::: PROVIDED TEXT :::
Monday, December 24, 2012

Imaginary Exhibits: Happy Holidays

No matter what your beliefs, winter is a time of cold and darkness*. Festivals of light in times of dark are good for the soul. So too is coming together, celebrating, saying prayers and thanks, thinking of renewal and new things sprouting up from the old, and making excuses to be generous, kind, and open-hearted...
 

May merriment pervade your darkest days and keep you warm through the cold, friends, the days of black branches and the nights of bitter ice (spiritual or physical, and quite often both).

May the universe heap blessings on your heads and fill your nights with lamp-like stars and starry lamps.

And yes, one day I will dedicate an exhibition to festivals of lights. I just need to finish this eggnog first...

*Unless you live in Australia, like a large percentage of my family. But the metaphor holds. Or at least we can pretend it holds, because it's the f!@&ing holidays and you should be nice to me.

Tuesday, December 18, 2012

Museum Musings: Some Sentimental Claptrap

It's been an emotionally overwhelming week. "Fraught" is a good word. There's been a lot of horrible, senseless death, and I have been weeping over that, and the things we don't and can't talk about, about the fear and the anger and the frenzy, and gun control, already, and mental health and equations of masculinity with violence, and all of the dark, brutal, important, necessary conversations we need to be having, and and and. And I'm not going to use this blog as a platform to talk about those things. That's not what it's for.

I am going to use this blog to talk about the experience of joy in the face of tragedy and horror. That is what it's for.

There's this thing that happens to me when shit gets really dark. I want very much to make a point of sharing reminders that the world is not inherently and absolutely a bitter pit of suffering precisely at the moments when it most feels like maybe that's exactly what it is. I start to write about kindness, and beauty, and love. And I always hesitate. My vision gets blurry. And the smog before my eyes coalesces into words whose letters manage to convey withering, belittling scorn in the very essence of their italics. They say something like fuck that namby-pamby nicey-nice touchy-feely New Age sentimental claptrap.

I get embarrassed. (I blush easily.) My ears go hot. I wonder what kind of searing, screaming privilege enables me to think that I have any right to talk about how life is very nice really when there are millions of people suffering in ways I can't even imagine. I feel like a clueless idiot who has no idea how the world really works.

And then I post that shit anyway, because fuck that noise. 

Friday, December 14, 2012

Museum Musings: Novel Snippets

This morning's work on my ongoing novel, A Fool For God, a book about the delicate balance between doubt and faith in the experience of wonder. I woke up thinking about the astonishing painter Remedios Varo, with whom Lilya has an as-yet-undetermined connection. I'm not sure yet how I feel about threading Varo into my book this way - she was a very real, very important woman and I don't want to steal her life. Maybe I can justify it as having a Borgesian moment -- maybe. I'm not including any of Varo's paintings in this post, firstly because none of them are out of copyright and secondly because I don't want to give away the references, but you should check out her brilliant, beautiful, wild paintings here and trust me that the photos I am using convey, at least some of the spirit or aura of her way of seeing the world.

Baths of Lady María de Padilla, Alcázar of Seville
By ivan m v (Baños de Doña María de Padilla)
::: DATA ENTRIES :::
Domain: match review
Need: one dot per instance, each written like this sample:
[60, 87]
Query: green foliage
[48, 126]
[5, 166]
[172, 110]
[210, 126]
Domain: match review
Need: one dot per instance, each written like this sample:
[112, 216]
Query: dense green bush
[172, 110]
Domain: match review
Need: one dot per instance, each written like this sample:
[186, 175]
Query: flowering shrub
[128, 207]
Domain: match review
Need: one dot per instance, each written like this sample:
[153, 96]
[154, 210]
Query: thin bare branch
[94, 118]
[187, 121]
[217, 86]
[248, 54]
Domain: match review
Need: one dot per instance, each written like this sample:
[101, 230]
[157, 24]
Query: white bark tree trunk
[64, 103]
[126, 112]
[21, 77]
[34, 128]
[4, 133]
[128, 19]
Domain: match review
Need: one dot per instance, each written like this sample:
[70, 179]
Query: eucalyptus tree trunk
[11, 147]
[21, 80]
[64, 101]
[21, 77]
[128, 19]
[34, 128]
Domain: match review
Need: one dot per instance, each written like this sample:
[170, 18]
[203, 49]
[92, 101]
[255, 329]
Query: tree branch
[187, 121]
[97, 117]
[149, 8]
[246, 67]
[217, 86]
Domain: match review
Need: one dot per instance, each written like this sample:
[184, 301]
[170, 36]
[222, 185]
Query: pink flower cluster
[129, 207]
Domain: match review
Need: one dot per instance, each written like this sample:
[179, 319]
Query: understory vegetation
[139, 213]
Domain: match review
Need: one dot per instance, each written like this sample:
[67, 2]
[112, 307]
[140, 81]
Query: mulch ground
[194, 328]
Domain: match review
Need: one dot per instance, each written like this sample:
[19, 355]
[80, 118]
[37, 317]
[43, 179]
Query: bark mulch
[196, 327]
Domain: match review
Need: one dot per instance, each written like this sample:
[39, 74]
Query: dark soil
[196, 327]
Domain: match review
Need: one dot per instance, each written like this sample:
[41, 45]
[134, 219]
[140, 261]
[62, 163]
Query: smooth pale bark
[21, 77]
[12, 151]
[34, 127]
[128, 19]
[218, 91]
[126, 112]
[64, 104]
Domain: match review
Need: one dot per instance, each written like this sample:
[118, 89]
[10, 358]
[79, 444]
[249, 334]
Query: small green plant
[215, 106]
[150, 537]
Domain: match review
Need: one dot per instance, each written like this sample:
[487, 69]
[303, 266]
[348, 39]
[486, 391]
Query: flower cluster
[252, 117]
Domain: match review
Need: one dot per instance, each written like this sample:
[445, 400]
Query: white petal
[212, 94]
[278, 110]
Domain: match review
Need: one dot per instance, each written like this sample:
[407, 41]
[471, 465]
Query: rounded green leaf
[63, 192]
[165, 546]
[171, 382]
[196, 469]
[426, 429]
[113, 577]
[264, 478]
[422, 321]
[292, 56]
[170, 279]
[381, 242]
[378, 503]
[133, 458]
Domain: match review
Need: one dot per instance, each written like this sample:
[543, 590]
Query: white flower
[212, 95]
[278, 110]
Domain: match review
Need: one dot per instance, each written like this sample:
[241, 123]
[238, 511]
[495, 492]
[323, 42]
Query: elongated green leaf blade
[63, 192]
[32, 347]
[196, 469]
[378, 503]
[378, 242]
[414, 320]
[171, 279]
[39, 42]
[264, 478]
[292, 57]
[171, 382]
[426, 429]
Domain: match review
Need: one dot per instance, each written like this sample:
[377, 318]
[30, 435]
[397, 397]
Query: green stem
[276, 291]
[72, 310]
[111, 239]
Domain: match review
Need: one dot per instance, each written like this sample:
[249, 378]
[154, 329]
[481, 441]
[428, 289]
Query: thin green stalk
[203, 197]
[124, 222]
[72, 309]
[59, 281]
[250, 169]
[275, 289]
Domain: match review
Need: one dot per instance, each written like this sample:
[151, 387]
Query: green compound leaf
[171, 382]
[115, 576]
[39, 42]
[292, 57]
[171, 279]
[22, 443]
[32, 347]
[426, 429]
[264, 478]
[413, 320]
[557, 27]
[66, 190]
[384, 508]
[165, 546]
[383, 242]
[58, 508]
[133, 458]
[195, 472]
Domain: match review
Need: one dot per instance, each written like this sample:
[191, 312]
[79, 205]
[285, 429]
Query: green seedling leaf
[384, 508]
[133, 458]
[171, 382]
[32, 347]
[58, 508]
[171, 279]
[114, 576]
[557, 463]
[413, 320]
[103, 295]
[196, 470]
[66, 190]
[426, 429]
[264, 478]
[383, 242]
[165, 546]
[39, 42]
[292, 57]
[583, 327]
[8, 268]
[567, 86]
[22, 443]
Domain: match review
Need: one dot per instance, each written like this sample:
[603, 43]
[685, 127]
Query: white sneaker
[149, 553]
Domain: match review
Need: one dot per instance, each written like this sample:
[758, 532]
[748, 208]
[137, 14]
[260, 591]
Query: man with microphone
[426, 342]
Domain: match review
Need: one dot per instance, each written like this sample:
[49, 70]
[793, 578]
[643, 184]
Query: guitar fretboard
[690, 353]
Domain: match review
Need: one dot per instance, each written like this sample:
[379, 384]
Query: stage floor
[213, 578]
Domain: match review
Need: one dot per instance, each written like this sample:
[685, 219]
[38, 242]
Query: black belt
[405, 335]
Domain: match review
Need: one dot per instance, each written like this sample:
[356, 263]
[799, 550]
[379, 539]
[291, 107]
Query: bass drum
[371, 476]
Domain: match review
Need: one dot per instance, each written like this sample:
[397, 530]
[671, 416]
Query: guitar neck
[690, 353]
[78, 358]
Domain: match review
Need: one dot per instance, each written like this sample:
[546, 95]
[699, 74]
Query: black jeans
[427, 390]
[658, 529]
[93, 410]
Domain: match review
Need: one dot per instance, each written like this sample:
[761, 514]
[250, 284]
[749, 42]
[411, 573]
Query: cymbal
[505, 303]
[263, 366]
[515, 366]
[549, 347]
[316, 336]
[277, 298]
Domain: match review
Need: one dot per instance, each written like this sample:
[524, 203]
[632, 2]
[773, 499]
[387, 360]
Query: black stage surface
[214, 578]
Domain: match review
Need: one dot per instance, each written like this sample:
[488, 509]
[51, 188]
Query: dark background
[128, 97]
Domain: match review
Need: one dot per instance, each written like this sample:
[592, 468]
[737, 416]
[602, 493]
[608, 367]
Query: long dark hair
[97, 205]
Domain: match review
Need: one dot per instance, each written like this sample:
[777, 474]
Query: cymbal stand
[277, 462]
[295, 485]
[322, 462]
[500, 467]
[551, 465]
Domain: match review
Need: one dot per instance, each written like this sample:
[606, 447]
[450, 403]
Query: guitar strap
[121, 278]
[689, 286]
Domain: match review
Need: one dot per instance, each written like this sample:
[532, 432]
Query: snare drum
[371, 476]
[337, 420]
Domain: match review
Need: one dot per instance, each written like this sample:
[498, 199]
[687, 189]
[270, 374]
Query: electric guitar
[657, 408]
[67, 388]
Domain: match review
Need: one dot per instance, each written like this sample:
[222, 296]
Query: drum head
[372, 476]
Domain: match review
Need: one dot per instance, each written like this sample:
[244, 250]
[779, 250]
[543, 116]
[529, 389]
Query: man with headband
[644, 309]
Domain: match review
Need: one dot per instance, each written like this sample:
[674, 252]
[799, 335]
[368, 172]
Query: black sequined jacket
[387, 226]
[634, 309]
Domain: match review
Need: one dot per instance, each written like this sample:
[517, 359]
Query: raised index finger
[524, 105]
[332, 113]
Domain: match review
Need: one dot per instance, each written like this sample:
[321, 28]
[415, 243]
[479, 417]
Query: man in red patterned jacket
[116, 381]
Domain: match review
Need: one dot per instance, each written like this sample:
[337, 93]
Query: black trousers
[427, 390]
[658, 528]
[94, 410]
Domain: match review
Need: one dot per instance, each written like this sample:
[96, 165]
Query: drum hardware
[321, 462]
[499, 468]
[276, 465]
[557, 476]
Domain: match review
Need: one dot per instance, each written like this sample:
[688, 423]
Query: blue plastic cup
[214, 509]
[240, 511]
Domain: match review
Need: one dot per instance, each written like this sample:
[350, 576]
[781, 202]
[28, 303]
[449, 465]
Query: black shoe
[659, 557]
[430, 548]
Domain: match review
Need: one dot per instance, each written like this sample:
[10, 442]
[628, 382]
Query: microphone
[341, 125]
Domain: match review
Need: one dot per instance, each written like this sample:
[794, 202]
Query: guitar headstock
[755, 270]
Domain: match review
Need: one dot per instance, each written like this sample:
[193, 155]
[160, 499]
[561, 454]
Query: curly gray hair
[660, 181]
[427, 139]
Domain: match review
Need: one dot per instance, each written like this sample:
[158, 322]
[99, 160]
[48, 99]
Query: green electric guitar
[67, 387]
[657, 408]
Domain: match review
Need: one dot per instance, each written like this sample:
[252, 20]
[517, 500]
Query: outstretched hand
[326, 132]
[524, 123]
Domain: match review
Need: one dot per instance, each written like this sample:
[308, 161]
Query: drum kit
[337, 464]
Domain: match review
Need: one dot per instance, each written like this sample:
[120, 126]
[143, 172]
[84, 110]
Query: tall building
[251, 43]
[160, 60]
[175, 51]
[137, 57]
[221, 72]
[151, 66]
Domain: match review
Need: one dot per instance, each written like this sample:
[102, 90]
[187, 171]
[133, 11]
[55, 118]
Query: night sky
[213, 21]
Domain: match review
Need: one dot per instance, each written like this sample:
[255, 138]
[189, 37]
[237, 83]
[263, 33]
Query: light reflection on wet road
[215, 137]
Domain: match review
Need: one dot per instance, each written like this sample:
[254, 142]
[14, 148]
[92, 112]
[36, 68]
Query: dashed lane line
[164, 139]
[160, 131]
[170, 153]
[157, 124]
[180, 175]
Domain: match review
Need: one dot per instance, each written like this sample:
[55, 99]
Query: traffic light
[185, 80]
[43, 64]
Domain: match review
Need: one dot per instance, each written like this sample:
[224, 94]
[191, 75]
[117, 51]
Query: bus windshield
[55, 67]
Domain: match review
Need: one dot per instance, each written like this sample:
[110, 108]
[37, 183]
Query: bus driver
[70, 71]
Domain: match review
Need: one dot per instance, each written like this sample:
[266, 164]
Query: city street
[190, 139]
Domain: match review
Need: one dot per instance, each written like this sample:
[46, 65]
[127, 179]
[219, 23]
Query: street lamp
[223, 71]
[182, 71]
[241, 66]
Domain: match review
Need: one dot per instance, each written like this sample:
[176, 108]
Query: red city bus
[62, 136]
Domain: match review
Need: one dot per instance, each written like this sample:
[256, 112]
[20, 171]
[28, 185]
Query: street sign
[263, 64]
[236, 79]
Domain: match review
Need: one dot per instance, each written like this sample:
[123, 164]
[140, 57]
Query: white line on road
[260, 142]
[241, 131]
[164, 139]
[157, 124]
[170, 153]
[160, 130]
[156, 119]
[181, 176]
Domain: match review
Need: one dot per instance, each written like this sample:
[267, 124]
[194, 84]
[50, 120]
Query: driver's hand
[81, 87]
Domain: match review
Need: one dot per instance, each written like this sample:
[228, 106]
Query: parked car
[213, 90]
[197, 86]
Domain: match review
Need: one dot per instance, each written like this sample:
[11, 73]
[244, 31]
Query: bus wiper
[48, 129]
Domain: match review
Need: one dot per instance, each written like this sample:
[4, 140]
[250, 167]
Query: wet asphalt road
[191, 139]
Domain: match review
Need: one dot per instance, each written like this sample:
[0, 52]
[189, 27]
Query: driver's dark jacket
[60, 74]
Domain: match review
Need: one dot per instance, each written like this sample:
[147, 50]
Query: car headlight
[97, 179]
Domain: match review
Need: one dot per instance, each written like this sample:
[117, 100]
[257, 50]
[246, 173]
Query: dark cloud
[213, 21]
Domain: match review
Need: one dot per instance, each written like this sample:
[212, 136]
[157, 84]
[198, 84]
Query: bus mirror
:::
** EXERCISE GOAL **
Repeat the passage of the blog text above between "Friday, December 14, 2012" and "seeing the world.", inclusive, word for word.

** THE COMPLETED TASK **
Friday, December 14, 2012

Museum Musings: Novel Snippets

This morning's work on my ongoing novel, A Fool For God, a book about the delicate balance between doubt and faith in the experience of wonder. I woke up thinking about the astonishing painter Remedios Varo, with whom Lilya has an as-yet-undetermined connection. I'm not sure yet how I feel about threading Varo into my book this way - she was a very real, very important woman and I don't want to steal her life. Maybe I can justify it as having a Borgesian moment -- maybe. I'm not including any of Varo's paintings in this post, firstly because none of them are out of copyright and secondly because I don't want to give away the references, but you should check out her brilliant, beautiful, wild paintings here and trust me that the photos I am using convey, at least some of the spirit or aura of her way of seeing the world.